Photo-based referring expression data
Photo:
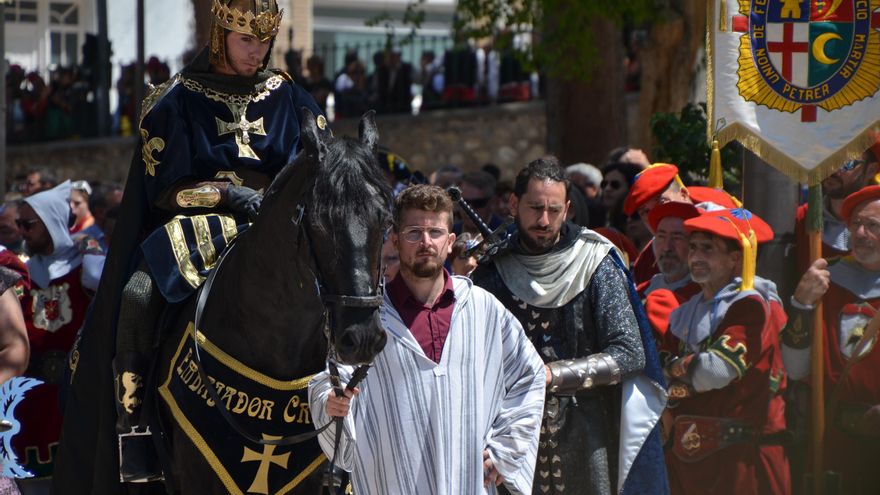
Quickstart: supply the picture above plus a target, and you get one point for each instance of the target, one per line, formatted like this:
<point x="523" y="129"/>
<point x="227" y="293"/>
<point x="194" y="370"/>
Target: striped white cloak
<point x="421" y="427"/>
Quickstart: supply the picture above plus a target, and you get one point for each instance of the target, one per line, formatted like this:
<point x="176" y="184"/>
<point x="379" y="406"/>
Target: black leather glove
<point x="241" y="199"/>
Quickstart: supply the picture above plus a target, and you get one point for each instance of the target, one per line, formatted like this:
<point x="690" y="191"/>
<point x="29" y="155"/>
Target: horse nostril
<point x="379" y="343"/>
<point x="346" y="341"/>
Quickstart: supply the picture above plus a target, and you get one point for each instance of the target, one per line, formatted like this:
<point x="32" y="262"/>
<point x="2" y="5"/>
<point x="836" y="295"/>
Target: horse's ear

*Try it:*
Carry over each record above character for character, with the pictures left out.

*Your solution:*
Photo:
Quickstart: supply the picture above plus a target, and you get one point for each instance of the target, one per line, formatted like this:
<point x="523" y="129"/>
<point x="227" y="293"/>
<point x="194" y="370"/>
Target: striped white cloak
<point x="421" y="427"/>
Quickstart: supply the picture above plus a target, and you get one point for each instance of the target, one per line, formatted like this:
<point x="176" y="184"/>
<point x="379" y="406"/>
Target: black leather glove
<point x="241" y="199"/>
Quickstart: supply the picture above plus a target, and you get one point for each instance of the target, one per line, formatted like this:
<point x="690" y="191"/>
<point x="29" y="155"/>
Target: horse nostril
<point x="379" y="343"/>
<point x="346" y="341"/>
Quickstart: supply the picture above plus a target, and you get one point for each instance of the target, one per line, formatted like this:
<point x="32" y="262"/>
<point x="2" y="5"/>
<point x="836" y="295"/>
Target: horse's ear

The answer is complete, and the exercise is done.